Positron emission tomography (PET) computed tomography scan revealed high uptake of extensive lymphadenopathy in the chest, abdomen as well as pelvis. In addition, mild uptake of liver, spleen, and BM were seen (Fig. 2A).
A left cervical lymph node was biopsied. Unexpectedly, the structure of the lymph node was effaced and there was a diffuse infiltration of small to medium-sized atypical lymphoid cells admixed with scattered plasma cells. These lymphoid cells had clear cytoplasm, distinct cell membranes and atypical nuclears. Immunohistochemical stains demonstrated a high proliferation rate of the atypical lymphoid cells (Ki-67 index was 70%). These cells were positive for CD2, CD3, CD4, CD7, CD10 and PD-1, partially positive for CD5. They were negative for CD8, CD20, CD21, Bcl-2, PAX-5, ALK, or CyclinD1. Some cells were positive for CXCL13, Bcl-6, and EBV by in situ hybridization (EBER). The plasmacytic cells expressed CD138, CD79a, MUM1 and lambda but not kappa light chain (Fig. 2C-H). TCR gene rearrangements detected by capillary electrophoresis showed (Fig. 2B). These findings led to the diagnosis of AITL with coexisting plasma cell infiltrate for the lymph node.

::::

Task instructions ::
A – Print the passage on the PET scan and lymph node biopsy word for word. Begin at the words "Positron emission tomography" and stop after "seen (Fig. 2A).".
B – Proceed with the passage on the PET scan and lymph node biopsy, writing on from its last sentence.
Nothing in the listing is needed here.

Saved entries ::
::::

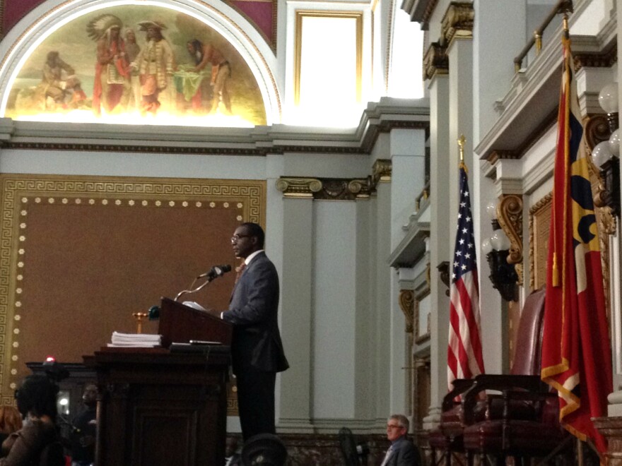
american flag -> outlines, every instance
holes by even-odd
[[[456,378],[471,378],[484,371],[479,337],[479,290],[473,216],[466,167],[463,163],[460,164],[460,207],[454,251],[447,348],[450,390]]]

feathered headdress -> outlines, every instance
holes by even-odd
[[[121,20],[115,15],[101,15],[86,25],[86,33],[93,40],[99,40],[111,28],[121,28]]]

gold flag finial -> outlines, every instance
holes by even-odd
[[[460,163],[464,162],[464,143],[466,142],[466,138],[464,134],[461,134],[460,138],[458,139],[458,147],[460,148]]]

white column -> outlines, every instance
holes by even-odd
[[[290,368],[281,376],[278,431],[312,433],[313,200],[283,199],[281,333]]]
[[[507,92],[512,59],[527,43],[527,2],[474,0],[473,25],[473,134],[477,145],[496,121],[495,102]],[[497,59],[493,57],[503,57]]]
[[[447,75],[437,74],[428,86],[430,93],[430,199],[434,205],[430,222],[430,263],[432,280],[430,308],[430,406],[424,427],[429,429],[440,419],[440,403],[447,393],[447,323],[449,299],[445,285],[439,280],[438,265],[451,258],[449,174],[449,92]],[[455,229],[455,225],[453,226]]]

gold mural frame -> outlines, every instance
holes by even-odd
[[[26,203],[209,208],[235,201],[238,221],[265,225],[264,180],[0,174],[0,405],[13,402],[19,359],[18,309]],[[232,208],[233,206],[232,206]],[[137,210],[139,211],[139,210]]]
[[[356,101],[363,95],[363,12],[298,10],[295,12],[295,40],[294,44],[294,104],[300,101],[300,68],[302,67],[303,21],[305,18],[337,18],[356,21]]]

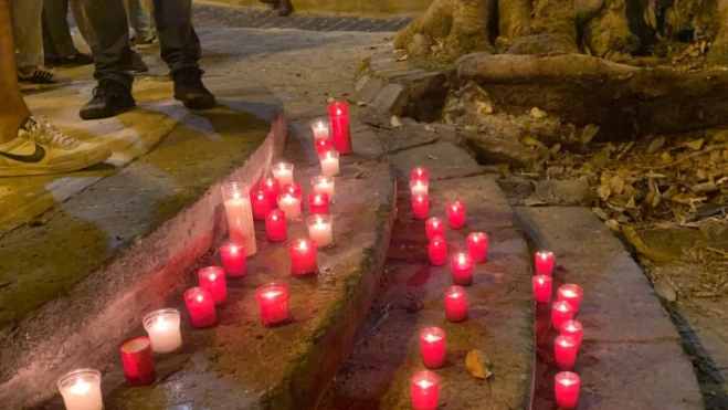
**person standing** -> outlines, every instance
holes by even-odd
[[[129,24],[123,0],[83,0],[93,32],[91,49],[96,61],[98,85],[93,98],[78,113],[83,119],[108,118],[134,108]],[[190,109],[215,106],[215,98],[202,84],[198,61],[202,51],[192,27],[191,0],[154,0],[152,14],[159,35],[160,54],[175,82],[175,98]]]

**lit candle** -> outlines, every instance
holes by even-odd
[[[421,179],[415,179],[410,181],[411,195],[418,195],[418,193],[428,195],[430,193],[429,188],[430,188],[430,183],[428,183],[428,181],[423,181]]]
[[[261,190],[251,192],[251,204],[253,207],[253,218],[264,221],[265,215],[271,211],[271,202],[268,202],[265,192]]]
[[[560,301],[555,302],[551,306],[551,327],[555,330],[561,330],[561,325],[566,320],[573,319],[573,306],[569,302]]]
[[[309,276],[318,274],[318,245],[310,239],[296,240],[288,243],[291,255],[291,274]]]
[[[278,197],[278,208],[285,213],[286,221],[295,221],[300,218],[300,199],[291,193]]]
[[[450,286],[444,292],[445,316],[450,322],[464,322],[467,319],[467,293],[465,287]]]
[[[465,204],[460,201],[447,206],[447,223],[452,229],[461,229],[465,225]]]
[[[430,218],[424,221],[424,232],[428,235],[428,239],[433,239],[434,236],[444,236],[445,235],[445,224],[442,223],[440,218]]]
[[[328,104],[331,120],[334,146],[341,155],[351,154],[351,130],[349,129],[349,107],[346,102],[335,101]]]
[[[488,260],[488,235],[483,232],[472,232],[467,235],[467,253],[473,263],[483,263]]]
[[[157,381],[151,341],[146,336],[128,339],[119,347],[126,383],[131,387],[149,386]]]
[[[192,287],[184,292],[184,304],[187,305],[187,311],[190,313],[192,327],[209,327],[218,322],[218,316],[214,312],[214,302],[212,302],[212,296],[208,290]]]
[[[180,313],[178,309],[159,309],[149,312],[144,319],[144,329],[149,335],[151,350],[157,355],[166,355],[182,348],[182,333],[179,329]]]
[[[425,367],[437,369],[445,365],[445,330],[428,327],[420,332],[420,349]]]
[[[534,283],[534,298],[536,303],[551,302],[551,276],[535,275],[531,280]]]
[[[536,265],[536,274],[538,275],[552,275],[553,274],[553,253],[539,251],[536,252],[534,261]]]
[[[313,214],[328,214],[328,193],[312,192],[308,195],[308,211]]]
[[[274,209],[265,217],[265,233],[268,234],[268,241],[281,242],[288,238],[288,227],[286,227],[286,214],[281,209]]]
[[[411,180],[416,181],[429,181],[430,179],[428,178],[428,169],[418,167],[412,170],[412,178]]]
[[[447,263],[447,241],[445,238],[432,238],[428,244],[428,254],[430,255],[430,264],[433,266],[442,266]]]
[[[428,219],[430,217],[430,197],[422,193],[412,196],[412,215],[414,219]]]
[[[334,245],[331,223],[333,219],[330,215],[313,215],[306,219],[308,238],[316,242],[319,249],[326,249]]]
[[[271,167],[273,178],[277,179],[281,185],[293,183],[293,164],[281,162]]]
[[[339,175],[339,153],[330,150],[319,156],[318,159],[321,161],[321,175],[327,177]]]
[[[263,326],[282,325],[291,320],[288,311],[288,286],[284,283],[270,283],[255,291],[261,308]]]
[[[455,253],[450,260],[453,283],[469,286],[473,283],[473,259],[467,253]]]
[[[437,410],[440,378],[429,370],[418,371],[412,376],[410,392],[412,395],[412,409]]]
[[[245,183],[231,182],[222,186],[228,231],[232,243],[243,245],[245,255],[257,252],[255,227],[251,209],[250,189]]]
[[[222,265],[225,267],[228,276],[242,277],[247,273],[245,264],[245,250],[242,245],[225,243],[220,246],[220,256]]]
[[[78,369],[59,379],[59,390],[66,410],[103,410],[102,374],[95,369]]]
[[[556,406],[563,410],[577,408],[581,378],[571,371],[561,371],[555,377]]]
[[[579,312],[579,306],[581,306],[581,297],[584,295],[584,291],[579,285],[573,283],[567,283],[561,285],[556,292],[559,301],[567,301],[573,307],[573,313]]]
[[[310,185],[314,186],[314,192],[326,193],[328,201],[334,202],[334,177],[314,177]]]
[[[225,281],[225,270],[220,266],[208,266],[201,269],[198,274],[200,287],[210,292],[212,303],[222,305],[228,301],[228,282]]]

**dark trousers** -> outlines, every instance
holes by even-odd
[[[161,57],[169,70],[175,73],[198,66],[201,48],[192,27],[192,0],[154,0],[152,3]],[[93,32],[94,77],[113,80],[131,88],[131,48],[124,1],[83,0],[83,6]]]

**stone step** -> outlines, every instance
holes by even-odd
[[[36,403],[74,368],[105,369],[144,314],[184,288],[180,272],[221,240],[220,185],[257,180],[282,151],[286,119],[273,94],[211,88],[218,108],[168,114],[154,151],[52,208],[43,223],[3,235],[0,408]],[[162,112],[178,106],[169,95],[157,104]]]

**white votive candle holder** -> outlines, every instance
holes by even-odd
[[[178,309],[159,309],[149,312],[141,319],[144,329],[151,340],[151,351],[166,355],[182,348],[180,314]]]

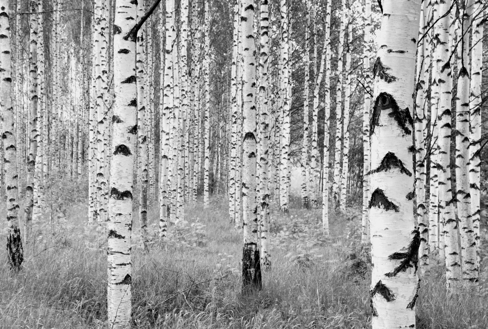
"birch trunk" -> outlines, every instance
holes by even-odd
[[[344,52],[344,35],[346,28],[346,0],[342,0],[341,7],[341,27],[339,32],[339,44],[337,46],[337,83],[336,89],[336,139],[335,150],[334,153],[334,183],[332,185],[332,198],[336,207],[339,206],[341,198],[341,156],[342,138],[342,79],[343,55]]]
[[[239,0],[234,4],[234,30],[232,34],[232,62],[230,66],[231,137],[230,165],[229,168],[229,217],[231,223],[236,222],[236,158],[237,144],[237,36],[239,20]]]
[[[267,5],[266,5],[267,6]],[[302,175],[302,208],[308,208],[308,192],[307,189],[307,168],[308,160],[308,97],[310,83],[310,11],[311,0],[306,0],[306,26],[305,27],[305,78],[304,82],[304,132],[302,143],[302,159],[300,164]],[[260,102],[260,103],[262,103]],[[310,183],[313,183],[311,182]],[[310,185],[311,187],[313,185]],[[312,192],[313,193],[312,190]]]
[[[259,120],[261,125],[259,133],[261,173],[259,191],[261,194],[260,209],[261,263],[265,270],[271,269],[271,254],[269,249],[269,119],[268,118],[268,69],[269,67],[269,14],[267,0],[261,0],[260,5],[260,57],[259,57]]]
[[[447,0],[439,4],[438,10],[441,15],[447,13],[451,1]],[[439,201],[440,218],[444,222],[446,284],[448,291],[458,289],[461,278],[461,260],[459,258],[458,228],[452,207],[451,189],[451,90],[452,77],[449,63],[449,29],[451,24],[449,15],[441,19],[434,26],[437,37],[434,74],[437,77],[439,88],[439,111],[437,121],[439,127],[438,141]]]
[[[161,70],[162,75],[164,76],[161,81],[163,82],[161,91],[162,107],[160,117],[160,214],[159,214],[159,239],[160,242],[165,242],[168,222],[168,169],[169,159],[169,122],[170,113],[172,111],[173,103],[173,29],[174,24],[174,0],[166,0],[165,35],[161,29],[161,44],[165,45],[165,49],[163,52],[161,46],[162,58],[164,57],[164,69]],[[161,6],[161,18],[162,21],[164,14],[163,6]],[[163,26],[162,21],[162,26]],[[163,42],[163,36],[165,41]]]
[[[205,114],[203,120],[205,124],[205,162],[204,164],[204,176],[203,178],[203,207],[208,208],[210,207],[210,199],[208,190],[209,177],[208,173],[210,169],[210,123],[209,116],[210,111],[210,14],[208,12],[208,1],[205,0],[205,31],[203,33],[203,42],[205,51],[205,57],[203,59],[203,66],[204,69],[205,79]]]
[[[349,174],[349,110],[351,103],[351,47],[352,43],[352,22],[351,7],[347,11],[347,45],[346,53],[346,92],[344,94],[344,118],[343,120],[343,133],[344,144],[342,148],[342,177],[341,180],[340,208],[346,211],[346,201],[347,191],[347,175]]]
[[[419,232],[414,229],[413,105],[420,0],[382,1],[370,122],[372,328],[414,327]]]
[[[461,36],[458,45],[459,63],[457,96],[456,100],[456,187],[458,217],[461,222],[463,285],[471,288],[477,285],[479,266],[476,241],[471,213],[468,171],[469,161],[469,34],[474,0],[466,0],[459,8]]]
[[[24,257],[19,223],[20,206],[17,200],[19,178],[12,103],[12,53],[8,2],[8,0],[0,1],[0,116],[4,157],[2,162],[5,166],[4,187],[7,197],[7,258],[10,269],[19,271]],[[20,50],[18,48],[18,51]],[[18,65],[19,64],[17,63]]]
[[[417,196],[417,221],[420,232],[420,247],[419,258],[420,262],[420,273],[423,276],[428,271],[429,245],[428,222],[427,218],[425,185],[427,178],[426,167],[426,141],[427,140],[427,114],[428,100],[427,93],[429,81],[429,67],[430,57],[429,52],[430,38],[426,32],[428,28],[429,14],[430,6],[423,3],[423,10],[420,16],[419,37],[425,35],[419,45],[417,60],[417,95],[415,98],[415,194]]]
[[[476,243],[476,261],[480,263],[480,159],[481,139],[481,82],[483,73],[483,4],[476,0],[473,5],[471,27],[471,82],[469,92],[469,194],[471,195],[471,217]],[[479,265],[478,265],[479,266]]]
[[[288,212],[288,152],[289,144],[287,141],[290,139],[290,102],[288,95],[289,70],[288,61],[289,48],[288,44],[288,6],[286,0],[281,0],[280,13],[281,14],[281,40],[280,41],[280,114],[283,119],[281,120],[281,134],[280,145],[281,147],[281,163],[280,164],[280,208],[282,213]]]
[[[327,3],[325,14],[325,35],[322,57],[325,56],[325,99],[324,125],[324,161],[322,191],[322,231],[324,235],[329,235],[329,155],[330,139],[330,15],[331,1]]]
[[[31,0],[31,12],[37,12],[37,0]],[[27,181],[25,187],[25,206],[24,210],[24,241],[26,245],[32,242],[32,210],[34,208],[34,169],[36,167],[36,155],[37,152],[37,15],[31,15],[29,17],[30,39],[29,41],[29,82],[30,91],[29,110],[30,119],[29,125],[29,156],[27,164]]]
[[[256,203],[256,69],[254,53],[254,8],[253,0],[242,0],[240,22],[242,26],[243,95],[243,290],[261,289],[260,246],[258,241],[257,205]],[[208,4],[206,7],[208,10]],[[207,12],[208,12],[208,11]]]
[[[114,25],[115,82],[110,197],[107,225],[108,244],[107,299],[108,325],[130,326],[132,270],[132,170],[137,134],[136,60],[136,5],[130,0],[117,0]]]
[[[137,21],[144,16],[143,1],[137,4]],[[138,172],[141,188],[139,191],[139,222],[141,224],[141,245],[143,252],[148,250],[147,232],[147,135],[146,132],[146,107],[145,106],[145,72],[144,36],[143,30],[138,32],[136,44],[136,72],[137,82],[137,140],[138,142]],[[146,63],[147,64],[147,63]]]
[[[363,54],[363,69],[366,87],[372,90],[371,70],[369,68],[369,57],[371,53],[371,0],[365,0],[364,16],[364,43]],[[369,91],[365,92],[364,104],[363,106],[363,216],[361,219],[361,243],[368,243],[369,235],[369,212],[368,201],[369,198],[369,108],[371,106],[371,95]]]

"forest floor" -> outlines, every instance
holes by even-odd
[[[229,224],[223,197],[211,202],[208,210],[201,202],[187,205],[185,221],[169,227],[168,243],[151,245],[148,254],[139,247],[135,215],[134,328],[370,328],[370,261],[360,244],[359,208],[331,210],[331,235],[325,238],[320,210],[301,209],[295,198],[284,215],[272,204],[273,269],[263,273],[262,291],[243,295],[242,231]],[[46,213],[35,223],[35,241],[24,247],[20,273],[9,272],[2,248],[0,328],[105,328],[106,239],[96,226],[87,225],[86,204],[73,202],[63,209],[65,215]],[[0,204],[0,214],[4,206]],[[157,206],[150,208],[154,241],[158,213]],[[0,241],[6,241],[6,231],[4,222]],[[488,328],[487,260],[480,291],[456,297],[446,295],[443,267],[432,266],[421,282],[417,328]]]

::::

Results ::
A –
Positron emission tomography (PET) computed tomography scan revealed high uptake of extensive lymphadenopathy in the chest, abdomen as well as pelvis. In addition, mild uptake of liver, spleen, and BM were seen (Fig. 2A).

B –
There was no evidence of osteolytic lesions. Previous plasma disorders were excluded based on the patient’s medical history and clinical laboratory. Finally, the patient was diagnosed with PCL with coexisting AITL.
To further understand the molecular characteristics of the disease, WGS of CD138 purified plasma cells and CD138 negative mixed bone marrow populations (mixed BM) was performed separately by Illumina technology. Clean FASTQ sequence reads were first mapped to human genome 19 (UCSC) using Burrows-Wheeler Alignment Tool (BWA), and then local realignment was performed using the Genome Analysis Tool Kit (GATK). 464 and 540 coding non-synonymous single nucleotide variants (SNVs) for PCL and mixed BM, respectively, were obtained, 282 of which were shown in both samples (Fig. 3A). Excess of C > T and G > A nucleotide transitions were shown (Fig. 3B). Using MutSigCV, we identified 14 potential driver genes in this patient (Table 1). Functional enriched analysis of muted genes confirmed several significantly enriched pathways, including VEGF signaling.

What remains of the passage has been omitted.